***** Excerpt provided *****
Multicorn - powerful foreign data wrapper for PostgreSQL

Hello my dear friends. In this article I will talk about Multicorn: what is this, how to install it and use it with PostgreSQL.

What is Multicorn?

Multicorn is a PostgreSQL 9.1+ extension meant to make Foreign Data Wrapper development easy, by allowing the programmer to use the Python programming language. "Foreign Data Wrappers" (FDW) were introduced in PostgreSQL 9.1, providing a way of accessing external data sources from within PostgreSQL using SQL.

Install

For installing Multicorn I will use Ubuntu. First, we need install some packages:

$ sudo aptitude install build-essential postgresql-server-dev-9.3 python-dev python-setuptools

We can install Multicorn by using pgxn client or from source. I prefer install from source:

$ git clone git@github.com:Kozea/Multicorn.git
$ cd Multicorn
$ make
$ sudo make install

To complete the installation we need to enable the extension in the database:

=# CREATE EXTENSION multicorn;
CREATE EXTENSION

Now let consider how to use it.

Usage

RDBMS databases

For connection to another RDBMS database Multicorn use SQLalchemy library. It support MySQL, PostgreSQL, Microsoft SQL Server, and more. Let's try how it is work with MySQL. First of all we should install additional libs:

$ sudo aptitude install python-sqlalchemy python-mysqldb

In MySQL database "testing" we have table "companies":

$ mysql -u root -p testing

mysql> SELECT * FROM companies;
+----+---------------------+---------------------+
| id | created_at          | updated_at          |
+----+---------------------+---------------------+
|  1 | 2013-07-16 14:06:09 | 2013-07-16 14:06:09 |
|  2 | 2013-07-16 14:30:00 | 2013-07-16 14:30:00 |
|  3 | 2013-07-16 14:33:41 | 2013-07-16 14:33:41 |
|  4 | 2013-07-16 14:38:42 | 2013-07-16 14:38:42 |
|  5 | 2013-07-19 14:38:29 | 2013-07-19 14:38:29 |
+----+---------------------+---------------------+
5 rows in set (0.00 sec)

First of all we should create server for FDW in PostgreSQL:

=# CREATE SERVER alchemy_srv foreign data wrapper multicorn options (
    wrapper 'multicorn.sqlalchemyfdw.SqlAlchemyFdw'
);
CREATE SERVER

Now we can create foreign table, which will contain data from MySQL table "companies" (I called this table in PostgreSQL "mysql_companies"):

=# CREATE FOREIGN TABLE mysql_companies (
  id integer,
  created_at timestamp without time zone,
  updated_at timestamp without time zone
) server alchemy_srv options (
  tablename 'companies',
  db_url 'mysql://root:password@127.0.0.1/testing'
);
CREATE FOREIGN TABLE

Main options:

  • db_url (string) - an sqlalchemy connection string (examples: "mysql://<user>:<password>@<host>/<dbname>", "mssql: mssql://<user>:<password>@<dsname>"). See the sqlalchemy dialects documentation.
*****
**Work to complete:**
A) Copy a passage from the Multicorn article word for word, starting at "Multicorn - powerful" and ending after "What is Multicorn?".
B) Continue the Multicorn article from its last sentence.
***** Information given *****
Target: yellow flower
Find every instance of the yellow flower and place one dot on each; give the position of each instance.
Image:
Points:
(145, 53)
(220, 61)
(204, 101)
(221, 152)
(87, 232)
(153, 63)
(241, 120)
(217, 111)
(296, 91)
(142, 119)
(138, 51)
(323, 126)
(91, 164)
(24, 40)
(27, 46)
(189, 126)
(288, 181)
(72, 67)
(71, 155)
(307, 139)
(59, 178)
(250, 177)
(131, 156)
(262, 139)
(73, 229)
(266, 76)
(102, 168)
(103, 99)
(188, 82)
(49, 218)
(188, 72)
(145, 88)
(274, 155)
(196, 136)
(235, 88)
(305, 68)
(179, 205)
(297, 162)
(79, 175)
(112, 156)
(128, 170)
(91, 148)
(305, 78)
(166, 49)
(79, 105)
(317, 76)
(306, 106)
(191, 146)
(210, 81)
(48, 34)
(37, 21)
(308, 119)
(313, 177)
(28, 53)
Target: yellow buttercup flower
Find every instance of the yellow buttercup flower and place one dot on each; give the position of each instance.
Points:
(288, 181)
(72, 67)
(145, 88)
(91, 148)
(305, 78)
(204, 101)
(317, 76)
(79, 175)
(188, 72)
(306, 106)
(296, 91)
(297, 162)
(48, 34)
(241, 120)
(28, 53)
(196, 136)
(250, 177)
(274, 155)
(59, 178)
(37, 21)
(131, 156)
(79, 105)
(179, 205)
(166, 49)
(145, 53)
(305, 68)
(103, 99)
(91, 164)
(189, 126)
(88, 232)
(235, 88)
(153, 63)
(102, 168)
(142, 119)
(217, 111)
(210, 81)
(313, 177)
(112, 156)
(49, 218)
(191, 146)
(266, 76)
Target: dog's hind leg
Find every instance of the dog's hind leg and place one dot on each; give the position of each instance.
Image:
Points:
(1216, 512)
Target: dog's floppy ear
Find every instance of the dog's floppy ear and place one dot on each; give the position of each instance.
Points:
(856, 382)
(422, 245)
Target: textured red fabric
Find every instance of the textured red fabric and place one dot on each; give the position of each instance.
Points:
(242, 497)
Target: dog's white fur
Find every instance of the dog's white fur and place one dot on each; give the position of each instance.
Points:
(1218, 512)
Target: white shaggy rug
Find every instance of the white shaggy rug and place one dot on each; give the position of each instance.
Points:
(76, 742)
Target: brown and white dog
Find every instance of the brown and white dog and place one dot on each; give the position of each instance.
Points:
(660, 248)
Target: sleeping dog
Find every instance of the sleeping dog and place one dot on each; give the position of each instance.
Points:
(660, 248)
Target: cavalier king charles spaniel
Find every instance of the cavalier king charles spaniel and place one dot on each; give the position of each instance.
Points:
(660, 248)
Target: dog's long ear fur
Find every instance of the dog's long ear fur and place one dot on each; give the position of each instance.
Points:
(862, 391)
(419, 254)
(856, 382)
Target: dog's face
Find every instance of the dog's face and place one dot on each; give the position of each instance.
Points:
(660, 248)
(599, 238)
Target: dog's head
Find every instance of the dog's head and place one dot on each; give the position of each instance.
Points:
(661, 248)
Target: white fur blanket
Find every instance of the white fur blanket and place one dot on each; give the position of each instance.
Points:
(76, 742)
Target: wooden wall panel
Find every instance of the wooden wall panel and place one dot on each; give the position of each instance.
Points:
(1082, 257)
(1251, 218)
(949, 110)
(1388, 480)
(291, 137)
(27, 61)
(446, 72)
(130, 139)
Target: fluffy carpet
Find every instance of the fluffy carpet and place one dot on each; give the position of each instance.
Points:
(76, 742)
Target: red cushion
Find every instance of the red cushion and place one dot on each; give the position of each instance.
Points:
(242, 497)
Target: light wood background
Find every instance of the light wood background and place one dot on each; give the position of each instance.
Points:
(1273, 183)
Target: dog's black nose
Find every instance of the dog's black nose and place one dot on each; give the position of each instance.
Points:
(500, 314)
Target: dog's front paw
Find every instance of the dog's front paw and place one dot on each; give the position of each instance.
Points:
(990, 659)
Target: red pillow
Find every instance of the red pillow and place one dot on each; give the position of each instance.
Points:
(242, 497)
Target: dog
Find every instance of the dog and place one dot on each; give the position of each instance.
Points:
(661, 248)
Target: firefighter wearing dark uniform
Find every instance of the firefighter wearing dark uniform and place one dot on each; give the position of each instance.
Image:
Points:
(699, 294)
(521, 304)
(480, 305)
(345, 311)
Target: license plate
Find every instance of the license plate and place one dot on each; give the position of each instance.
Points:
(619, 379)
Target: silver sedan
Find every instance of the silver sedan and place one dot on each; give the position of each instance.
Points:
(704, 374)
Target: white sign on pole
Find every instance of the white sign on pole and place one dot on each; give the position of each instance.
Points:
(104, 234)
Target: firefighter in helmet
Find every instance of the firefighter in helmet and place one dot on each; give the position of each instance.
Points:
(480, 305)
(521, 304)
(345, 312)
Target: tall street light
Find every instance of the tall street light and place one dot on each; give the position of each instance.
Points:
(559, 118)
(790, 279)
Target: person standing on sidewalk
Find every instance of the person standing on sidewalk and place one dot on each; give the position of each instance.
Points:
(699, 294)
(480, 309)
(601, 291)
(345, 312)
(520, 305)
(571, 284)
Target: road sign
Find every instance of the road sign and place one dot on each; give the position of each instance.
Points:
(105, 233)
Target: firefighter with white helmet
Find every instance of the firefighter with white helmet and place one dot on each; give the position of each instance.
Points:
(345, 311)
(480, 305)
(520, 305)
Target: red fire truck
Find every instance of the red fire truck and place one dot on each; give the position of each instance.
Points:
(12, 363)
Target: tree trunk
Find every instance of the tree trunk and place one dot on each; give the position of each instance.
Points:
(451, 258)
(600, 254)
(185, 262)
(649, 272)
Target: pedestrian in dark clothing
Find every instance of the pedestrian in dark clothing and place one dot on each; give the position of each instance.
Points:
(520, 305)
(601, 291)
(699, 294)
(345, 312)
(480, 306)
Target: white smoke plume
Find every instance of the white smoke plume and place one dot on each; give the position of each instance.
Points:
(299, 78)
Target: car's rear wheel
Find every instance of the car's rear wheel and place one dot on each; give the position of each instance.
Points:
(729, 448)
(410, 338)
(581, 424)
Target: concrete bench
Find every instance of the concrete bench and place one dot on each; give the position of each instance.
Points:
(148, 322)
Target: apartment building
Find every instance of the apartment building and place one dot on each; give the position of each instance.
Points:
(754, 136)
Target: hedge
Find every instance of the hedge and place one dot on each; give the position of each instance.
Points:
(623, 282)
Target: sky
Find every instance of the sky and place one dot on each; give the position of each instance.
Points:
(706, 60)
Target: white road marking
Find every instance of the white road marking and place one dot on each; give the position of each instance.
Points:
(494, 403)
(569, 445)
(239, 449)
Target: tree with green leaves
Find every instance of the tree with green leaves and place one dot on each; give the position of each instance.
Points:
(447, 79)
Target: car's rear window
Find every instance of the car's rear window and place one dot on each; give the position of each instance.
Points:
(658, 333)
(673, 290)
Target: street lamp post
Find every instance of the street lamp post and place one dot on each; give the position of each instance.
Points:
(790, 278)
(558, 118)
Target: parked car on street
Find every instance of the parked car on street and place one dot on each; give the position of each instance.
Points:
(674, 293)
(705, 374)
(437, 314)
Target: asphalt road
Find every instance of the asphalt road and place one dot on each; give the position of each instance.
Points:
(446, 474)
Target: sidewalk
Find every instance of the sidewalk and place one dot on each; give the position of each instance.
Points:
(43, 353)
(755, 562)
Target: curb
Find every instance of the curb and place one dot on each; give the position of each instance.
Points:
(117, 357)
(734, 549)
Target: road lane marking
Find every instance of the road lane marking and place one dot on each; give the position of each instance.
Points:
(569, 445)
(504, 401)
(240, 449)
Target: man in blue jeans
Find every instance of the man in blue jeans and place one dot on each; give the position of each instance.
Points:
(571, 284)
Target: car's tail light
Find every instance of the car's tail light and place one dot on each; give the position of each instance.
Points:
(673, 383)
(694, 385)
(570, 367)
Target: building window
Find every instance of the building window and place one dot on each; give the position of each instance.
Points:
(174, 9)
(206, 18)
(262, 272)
*****
**In response:**
A)
Multicorn - powerful foreign data wrapper for PostgreSQL

Hello my dear friends. In this article I will talk about Multicorn: what is this, how to install it and use it with PostgreSQL.

What is Multicorn?

B)
  • tablename (string) - the table name in the remote RDBMS.

And now we can check how it is work:

=# SELECT * FROM mysql_companies;
 id |     created_at      |     updated_at
----+---------------------+---------------------
  1 | 2013-07-16 14:06:09 | 2013-07-16 14:06:09
  2 | 2013-07-16 14:30:00 | 2013-07-16 14:30:00
  3 | 2013-07-16 14:33:41 | 2013-07-16 14:33:41
  4 | 2013-07-16 14:38:42 | 2013-07-16 14:38:42
  5 | 2013-07-19 14:38:29 | 2013-07-19 14:38:29
(5 rows)

As you can see, it is work.

IMAP servers

We can use Multicorn to get your emails from inbox by IMAP protocol. We need install additional libraries:

$ sudo aptitude install python-pip
$ sudo pip install imapclient

Next steps similar to previous. We should create server and table, where we will get data:

=# CREATE SERVER multicorn_imap FOREIGN DATA WRAPPER multicorn options ( wrapper 'multicorn.imapfdw.ImapFdw' );
CREATE SERVER
=# CREATE FOREIGN TABLE my_inbox (
    "Message-ID" character varying,
    "From" character varying,
    "Subject" character varying,
    "payload" character varying,
    "flags" character varying[],
    "To" character varying) server multicorn_imap options (
        host 'imap.gmail.com',
        port '993',
        payload_column 'payload',
        flags_column 'flags',
        ssl 'True',
        login 'example@gmail.com',
        password 'supersecretpassword'
);
CREATE FOREIGN TABLE

Main options:

  • host (string) - the IMAP host to connect to.
  • port (string) - the IMAP host port to connect to.
  • login (string) - the login to connect with.
  • password (string) - the password to connect with.
  • payload_column (string) - the name of the column which will store the payload.
  • flags_column (string) - the name of the column which will store the IMAP flags, as an array of strings.
  • ssl (boolean) - wether to use ssl or not.
  • imap_server_charset (string) - the name of the charset used for IMAP search commands. Defaults to UTF8. For the cyrus IMAP server, it should be set to "utf-8".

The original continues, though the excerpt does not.